Extracted text:
Remember the last time you spent three hours setting up Ollama infrastructure, only to realize you forgot to configure the security groups? Your AI models sat there like expensive paperweights while you frantically googled AWS documentation at 2 AM.
Those days are over.
Terraform Ollama Infrastructure eliminates manual deployment headaches. This guide shows you how to deploy production-ready Ollama infrastructure in minutes, not hours. You'll get repeatable deployments, consistent environments, and zero configuration drift.
Why Manual Ollama Deployment Fails
Manual infrastructure setup creates these problems:
- Configuration drift: Each deployment differs slightly
- Security gaps: Forgotten firewall rules expose your models
- Time waste: Repetitive tasks steal development time
- Human errors: Typos break production deployments
- No documentation: Team members can't replicate setups
Terraform solves these issues with infrastructure as code.

(Polygon annotations for photos)
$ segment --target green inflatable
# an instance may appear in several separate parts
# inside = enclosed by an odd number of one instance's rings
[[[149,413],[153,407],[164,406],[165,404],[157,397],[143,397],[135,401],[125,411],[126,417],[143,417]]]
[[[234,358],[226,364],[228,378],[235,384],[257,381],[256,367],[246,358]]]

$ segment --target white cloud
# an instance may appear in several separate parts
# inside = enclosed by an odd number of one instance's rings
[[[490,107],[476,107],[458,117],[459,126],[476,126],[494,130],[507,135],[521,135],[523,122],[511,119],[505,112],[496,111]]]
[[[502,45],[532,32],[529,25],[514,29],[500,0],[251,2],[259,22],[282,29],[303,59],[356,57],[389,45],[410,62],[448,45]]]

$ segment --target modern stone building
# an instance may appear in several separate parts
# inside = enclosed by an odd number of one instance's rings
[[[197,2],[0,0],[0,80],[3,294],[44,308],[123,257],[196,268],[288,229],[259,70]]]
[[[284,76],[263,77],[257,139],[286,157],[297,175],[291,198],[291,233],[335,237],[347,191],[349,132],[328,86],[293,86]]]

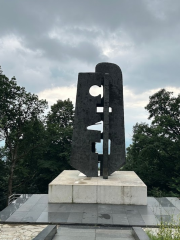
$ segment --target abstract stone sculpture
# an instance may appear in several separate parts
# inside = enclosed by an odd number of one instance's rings
[[[103,86],[103,98],[90,95],[93,85]],[[103,107],[103,112],[98,113],[97,107]],[[103,133],[87,129],[101,120],[104,122]],[[103,154],[98,154],[95,143],[101,139]],[[99,63],[95,73],[79,73],[78,77],[70,164],[87,177],[97,177],[98,162],[104,179],[125,163],[122,73],[119,66],[112,63]]]

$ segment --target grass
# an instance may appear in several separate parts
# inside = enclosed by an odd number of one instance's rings
[[[151,230],[147,230],[146,233],[151,240],[180,240],[180,218],[178,221],[172,218],[170,223],[161,220],[156,233]]]

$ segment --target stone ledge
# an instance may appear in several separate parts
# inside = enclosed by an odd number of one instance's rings
[[[135,240],[150,240],[146,232],[141,227],[133,227],[132,230]]]
[[[49,184],[49,203],[147,205],[147,186],[133,171],[116,171],[108,179],[65,170]]]

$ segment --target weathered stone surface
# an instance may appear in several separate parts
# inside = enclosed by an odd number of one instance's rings
[[[104,96],[93,97],[89,89],[104,87]],[[103,107],[103,113],[96,108]],[[112,112],[109,113],[109,107]],[[87,127],[103,120],[103,134],[87,130]],[[95,143],[103,139],[103,155],[95,153]],[[111,140],[110,155],[108,140]],[[95,73],[79,73],[76,96],[75,121],[72,139],[71,165],[88,177],[98,176],[98,161],[101,175],[118,170],[125,163],[123,86],[120,68],[111,63],[99,63]]]
[[[109,74],[109,139],[111,140],[108,160],[108,175],[118,170],[125,163],[124,104],[122,72],[119,66],[99,63],[96,72]]]

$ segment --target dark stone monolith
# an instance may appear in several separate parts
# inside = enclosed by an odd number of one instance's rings
[[[89,89],[103,86],[101,95],[93,97]],[[103,107],[97,113],[97,107]],[[112,112],[109,112],[109,108]],[[87,127],[103,121],[103,133]],[[103,154],[95,153],[95,143],[103,139]],[[110,149],[108,141],[111,140]],[[103,178],[125,163],[124,108],[121,69],[112,63],[99,63],[95,73],[79,73],[70,164],[88,177]]]

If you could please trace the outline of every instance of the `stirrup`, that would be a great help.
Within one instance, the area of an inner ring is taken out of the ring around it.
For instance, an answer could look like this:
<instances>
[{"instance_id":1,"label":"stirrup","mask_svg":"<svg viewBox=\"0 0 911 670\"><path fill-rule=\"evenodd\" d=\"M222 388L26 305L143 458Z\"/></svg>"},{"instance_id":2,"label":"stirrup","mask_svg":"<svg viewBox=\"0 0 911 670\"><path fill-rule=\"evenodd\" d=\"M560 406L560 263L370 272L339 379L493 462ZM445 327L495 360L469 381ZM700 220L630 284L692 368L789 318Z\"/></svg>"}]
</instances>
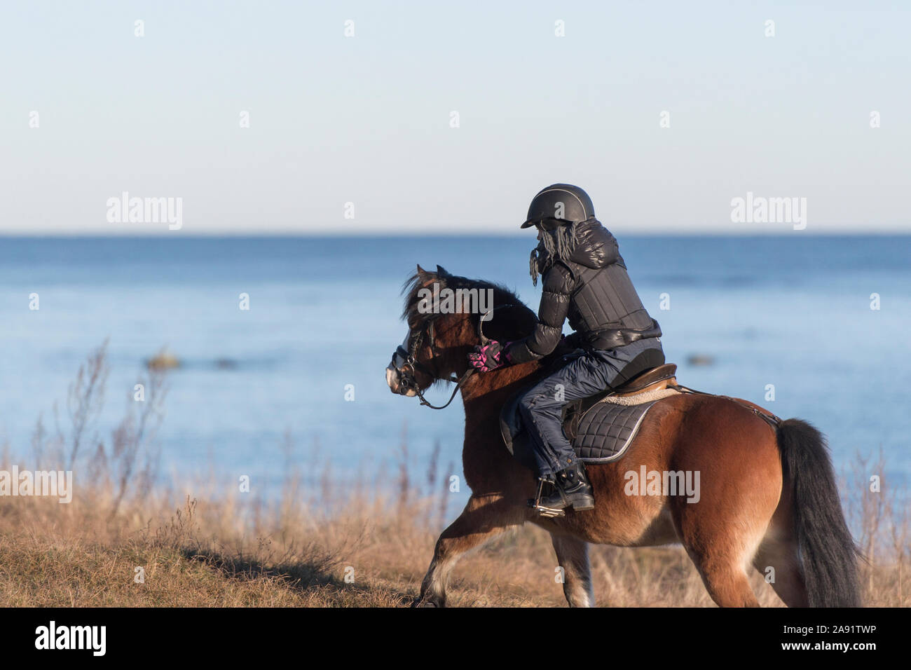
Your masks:
<instances>
[{"instance_id":1,"label":"stirrup","mask_svg":"<svg viewBox=\"0 0 911 670\"><path fill-rule=\"evenodd\" d=\"M567 514L563 510L558 510L557 508L554 507L544 507L541 504L541 496L544 493L545 481L548 480L543 477L537 478L537 482L538 482L537 495L535 497L533 500L528 500L528 507L534 509L534 510L537 511L538 515L544 517L545 519L556 519L558 517L565 517ZM556 482L554 482L554 484L555 484L554 488L555 489L558 488L556 486ZM562 496L562 491L560 495Z\"/></svg>"}]
</instances>

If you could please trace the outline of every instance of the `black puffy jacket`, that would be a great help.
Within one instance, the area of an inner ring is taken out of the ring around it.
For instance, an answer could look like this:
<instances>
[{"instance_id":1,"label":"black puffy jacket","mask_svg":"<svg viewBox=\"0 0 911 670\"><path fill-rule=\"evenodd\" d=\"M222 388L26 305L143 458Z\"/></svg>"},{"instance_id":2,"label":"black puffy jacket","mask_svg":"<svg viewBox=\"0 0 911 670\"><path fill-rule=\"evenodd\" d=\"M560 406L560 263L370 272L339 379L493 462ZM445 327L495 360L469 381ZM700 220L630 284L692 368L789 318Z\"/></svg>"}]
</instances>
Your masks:
<instances>
[{"instance_id":1,"label":"black puffy jacket","mask_svg":"<svg viewBox=\"0 0 911 670\"><path fill-rule=\"evenodd\" d=\"M507 351L513 363L551 353L568 316L578 334L573 344L587 349L612 349L661 335L630 281L614 236L594 219L578 225L578 242L568 258L556 261L544 273L534 333Z\"/></svg>"}]
</instances>

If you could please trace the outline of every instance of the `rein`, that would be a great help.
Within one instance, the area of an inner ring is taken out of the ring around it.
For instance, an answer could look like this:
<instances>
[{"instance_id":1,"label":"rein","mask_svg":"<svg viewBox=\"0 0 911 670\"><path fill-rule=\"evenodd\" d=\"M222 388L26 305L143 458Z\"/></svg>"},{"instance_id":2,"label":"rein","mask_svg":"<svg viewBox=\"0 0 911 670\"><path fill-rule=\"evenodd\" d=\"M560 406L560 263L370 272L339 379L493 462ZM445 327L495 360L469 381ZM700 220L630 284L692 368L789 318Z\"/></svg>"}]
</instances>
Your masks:
<instances>
[{"instance_id":1,"label":"rein","mask_svg":"<svg viewBox=\"0 0 911 670\"><path fill-rule=\"evenodd\" d=\"M493 312L494 312L494 310L500 309L502 307L514 307L514 306L515 305L513 305L513 304L500 304L500 305L497 305L497 306L494 307L493 309L487 311L486 313L485 313L484 314L482 314L478 318L478 320L477 320L477 337L481 341L481 345L482 346L484 346L488 342L490 342L490 339L487 338L484 335L484 316L486 316L487 314L490 314L490 317L493 318ZM430 350L433 353L435 351L435 349L434 349L435 337L434 337L434 322L433 322L433 320L431 320L429 322L429 325L426 328L426 331L427 331L427 335L428 335L428 339L430 340ZM393 367L395 368L395 371L398 372L398 374L399 374L399 377L402 380L402 386L404 387L405 388L414 389L415 393L417 394L418 398L420 398L420 400L421 400L421 405L424 405L425 407L428 407L431 409L445 409L446 407L449 407L449 405L452 403L452 401L454 399L456 399L456 394L459 392L459 390L462 388L462 387L465 386L466 382L467 382L468 379L471 378L471 376L474 375L475 372L476 372L476 370L474 367L472 367L471 366L469 366L468 369L465 371L465 374L463 374L462 376L459 376L459 377L456 377L455 375L451 375L448 377L443 377L443 376L440 376L439 370L435 370L435 371L429 370L423 363L421 363L419 360L417 360L417 352L421 348L421 344L422 344L422 341L424 340L424 334L425 334L425 329L421 329L414 336L409 337L409 339L411 340L411 344L410 344L410 345L408 347L410 349L410 351L405 351L404 347L402 346L401 345L399 345L399 346L395 349L395 353L393 354L393 363L392 363L392 365L393 365ZM404 360L404 364L402 366L402 367L398 367L395 365L395 356L401 356ZM433 359L431 359L431 360L433 360ZM406 366L411 367L410 371L408 371L408 370L405 369ZM449 397L449 399L446 401L445 405L440 405L440 406L432 405L424 397L424 392L421 391L421 388L418 387L417 380L415 378L414 373L415 373L415 370L420 370L425 375L427 375L428 376L433 377L434 381L456 382L456 387L453 389L453 393Z\"/></svg>"}]
</instances>

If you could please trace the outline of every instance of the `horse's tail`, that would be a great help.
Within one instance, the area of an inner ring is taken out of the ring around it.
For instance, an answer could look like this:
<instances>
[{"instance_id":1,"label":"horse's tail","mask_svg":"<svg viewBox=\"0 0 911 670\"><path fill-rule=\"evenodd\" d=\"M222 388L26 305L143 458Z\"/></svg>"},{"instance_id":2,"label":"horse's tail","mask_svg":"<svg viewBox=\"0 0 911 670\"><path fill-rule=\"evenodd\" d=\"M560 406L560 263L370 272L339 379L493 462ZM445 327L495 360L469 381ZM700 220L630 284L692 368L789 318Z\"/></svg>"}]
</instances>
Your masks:
<instances>
[{"instance_id":1,"label":"horse's tail","mask_svg":"<svg viewBox=\"0 0 911 670\"><path fill-rule=\"evenodd\" d=\"M842 513L825 438L798 418L778 425L785 485L793 492L801 572L811 607L859 607L859 552Z\"/></svg>"}]
</instances>

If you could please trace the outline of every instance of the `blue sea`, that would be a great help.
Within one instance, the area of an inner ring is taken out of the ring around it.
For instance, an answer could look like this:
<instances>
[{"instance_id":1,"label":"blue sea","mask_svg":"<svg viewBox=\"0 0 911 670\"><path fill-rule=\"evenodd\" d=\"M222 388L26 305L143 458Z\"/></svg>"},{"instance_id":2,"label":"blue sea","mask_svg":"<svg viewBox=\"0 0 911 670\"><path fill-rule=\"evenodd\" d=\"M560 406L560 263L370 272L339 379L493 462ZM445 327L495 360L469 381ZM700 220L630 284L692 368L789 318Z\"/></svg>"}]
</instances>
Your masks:
<instances>
[{"instance_id":1,"label":"blue sea","mask_svg":"<svg viewBox=\"0 0 911 670\"><path fill-rule=\"evenodd\" d=\"M451 462L459 475L461 404L433 411L385 384L405 334L402 284L415 263L439 263L506 284L537 309L532 245L470 236L2 238L0 445L28 463L36 422L53 429L55 403L66 432L68 386L107 339L106 403L89 430L98 439L131 402L145 359L166 346L182 363L169 374L157 437L162 476L214 467L271 486L287 470L288 438L294 464L313 469L317 445L341 480L389 483L404 439L415 476L437 444L441 468ZM887 474L908 481L911 237L622 236L620 251L681 383L813 422L839 471L882 448Z\"/></svg>"}]
</instances>

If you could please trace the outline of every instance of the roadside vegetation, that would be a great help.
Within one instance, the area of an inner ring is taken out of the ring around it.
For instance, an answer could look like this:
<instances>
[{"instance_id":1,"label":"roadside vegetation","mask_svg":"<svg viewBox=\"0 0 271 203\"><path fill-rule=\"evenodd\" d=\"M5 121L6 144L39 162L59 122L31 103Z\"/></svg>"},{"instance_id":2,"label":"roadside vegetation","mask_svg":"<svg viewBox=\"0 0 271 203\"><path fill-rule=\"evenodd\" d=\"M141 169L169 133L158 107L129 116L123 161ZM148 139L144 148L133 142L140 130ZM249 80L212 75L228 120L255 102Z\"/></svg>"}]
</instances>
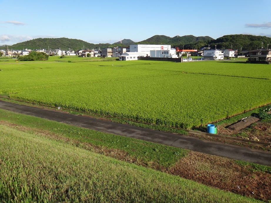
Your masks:
<instances>
[{"instance_id":1,"label":"roadside vegetation","mask_svg":"<svg viewBox=\"0 0 271 203\"><path fill-rule=\"evenodd\" d=\"M270 167L1 109L0 121L3 135L0 168L5 177L1 179L0 191L5 199L16 196L23 200L27 197L38 201L42 197L51 201L74 198L109 202L112 197L121 202L132 201L131 198L148 202L254 201L239 199L230 193L225 193L230 198L225 197L214 189L209 188L207 194L205 186L190 186L175 176L247 197L271 199L270 190L266 190L271 185ZM121 168L123 166L126 169ZM164 176L168 177L164 179Z\"/></svg>"}]
</instances>

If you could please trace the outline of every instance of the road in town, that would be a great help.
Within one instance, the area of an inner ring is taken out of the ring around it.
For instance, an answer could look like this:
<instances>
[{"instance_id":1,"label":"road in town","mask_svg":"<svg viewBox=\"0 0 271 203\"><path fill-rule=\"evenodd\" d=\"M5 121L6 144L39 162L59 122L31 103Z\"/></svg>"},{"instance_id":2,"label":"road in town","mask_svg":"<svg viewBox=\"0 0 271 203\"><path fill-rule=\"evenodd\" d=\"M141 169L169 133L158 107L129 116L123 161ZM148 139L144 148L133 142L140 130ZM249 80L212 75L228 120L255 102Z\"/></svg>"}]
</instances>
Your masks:
<instances>
[{"instance_id":1,"label":"road in town","mask_svg":"<svg viewBox=\"0 0 271 203\"><path fill-rule=\"evenodd\" d=\"M105 133L271 166L271 152L0 101L0 108Z\"/></svg>"}]
</instances>

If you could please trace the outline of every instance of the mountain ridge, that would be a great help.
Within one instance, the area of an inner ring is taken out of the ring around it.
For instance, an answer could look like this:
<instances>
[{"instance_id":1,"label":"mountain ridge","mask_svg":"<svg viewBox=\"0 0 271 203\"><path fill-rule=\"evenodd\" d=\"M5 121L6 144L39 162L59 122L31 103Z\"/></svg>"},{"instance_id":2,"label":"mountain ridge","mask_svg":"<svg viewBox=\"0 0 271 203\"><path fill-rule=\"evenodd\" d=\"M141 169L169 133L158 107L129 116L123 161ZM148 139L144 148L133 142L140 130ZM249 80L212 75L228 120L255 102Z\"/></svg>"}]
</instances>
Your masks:
<instances>
[{"instance_id":1,"label":"mountain ridge","mask_svg":"<svg viewBox=\"0 0 271 203\"><path fill-rule=\"evenodd\" d=\"M129 46L131 44L169 44L172 48L199 49L203 47L210 46L218 49L232 48L235 50L252 50L260 48L263 44L267 47L270 45L271 38L250 35L235 34L224 35L214 39L209 36L195 37L193 35L176 35L170 37L165 35L155 35L146 40L135 42L130 39L124 39L112 44L94 44L81 40L66 38L37 38L9 45L9 49L59 49L76 50L81 49L98 49L118 46ZM0 46L2 48L7 45ZM264 47L264 48L266 48Z\"/></svg>"}]
</instances>

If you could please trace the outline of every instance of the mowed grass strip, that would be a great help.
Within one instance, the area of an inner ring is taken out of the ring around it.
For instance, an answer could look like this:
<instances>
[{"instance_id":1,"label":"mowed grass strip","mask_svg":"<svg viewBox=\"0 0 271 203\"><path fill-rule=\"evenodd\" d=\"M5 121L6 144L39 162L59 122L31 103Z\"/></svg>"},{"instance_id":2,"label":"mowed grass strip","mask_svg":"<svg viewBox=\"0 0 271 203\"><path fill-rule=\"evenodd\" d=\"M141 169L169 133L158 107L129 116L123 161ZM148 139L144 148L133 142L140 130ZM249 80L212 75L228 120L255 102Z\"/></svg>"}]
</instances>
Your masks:
<instances>
[{"instance_id":1,"label":"mowed grass strip","mask_svg":"<svg viewBox=\"0 0 271 203\"><path fill-rule=\"evenodd\" d=\"M27 132L45 131L44 134L46 136L69 142L92 151L113 157L114 153L117 153L129 162L154 168L172 166L188 151L0 109L0 123L4 121L7 122L8 125L12 124L15 126L18 125L18 128L24 126L23 130L27 129Z\"/></svg>"},{"instance_id":2,"label":"mowed grass strip","mask_svg":"<svg viewBox=\"0 0 271 203\"><path fill-rule=\"evenodd\" d=\"M0 133L5 201L256 202L2 125Z\"/></svg>"}]
</instances>

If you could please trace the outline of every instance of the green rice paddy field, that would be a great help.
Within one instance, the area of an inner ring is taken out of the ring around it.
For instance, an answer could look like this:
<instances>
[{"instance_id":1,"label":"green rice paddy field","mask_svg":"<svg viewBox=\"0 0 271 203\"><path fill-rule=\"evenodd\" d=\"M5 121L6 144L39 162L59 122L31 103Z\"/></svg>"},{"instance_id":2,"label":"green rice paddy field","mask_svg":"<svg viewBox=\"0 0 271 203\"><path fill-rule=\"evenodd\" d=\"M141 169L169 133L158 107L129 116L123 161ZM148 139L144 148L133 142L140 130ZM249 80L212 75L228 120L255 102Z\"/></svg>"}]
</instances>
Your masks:
<instances>
[{"instance_id":1,"label":"green rice paddy field","mask_svg":"<svg viewBox=\"0 0 271 203\"><path fill-rule=\"evenodd\" d=\"M270 65L78 58L0 61L0 94L188 129L271 103Z\"/></svg>"}]
</instances>

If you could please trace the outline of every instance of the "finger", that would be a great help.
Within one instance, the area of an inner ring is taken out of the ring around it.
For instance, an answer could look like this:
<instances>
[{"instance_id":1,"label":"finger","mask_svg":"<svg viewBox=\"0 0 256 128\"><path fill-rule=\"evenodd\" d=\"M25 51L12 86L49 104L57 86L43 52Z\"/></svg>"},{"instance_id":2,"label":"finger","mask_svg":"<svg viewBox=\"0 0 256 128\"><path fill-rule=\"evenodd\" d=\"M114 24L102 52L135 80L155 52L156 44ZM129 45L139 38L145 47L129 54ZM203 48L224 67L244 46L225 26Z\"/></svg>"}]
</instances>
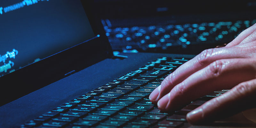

Objectives:
1 – In the Ollama deployment guide, what approach does Terraform use to solve the problems of manual setup?
2 – Name each problem that the Ollama deployment guide lists as a result of manual infrastructure setup.
None of the work here involves the records.

Solution list:
1 – Infrastructure as code.

2 – Configuration drift, security gaps, time waste, human errors, and no documentation.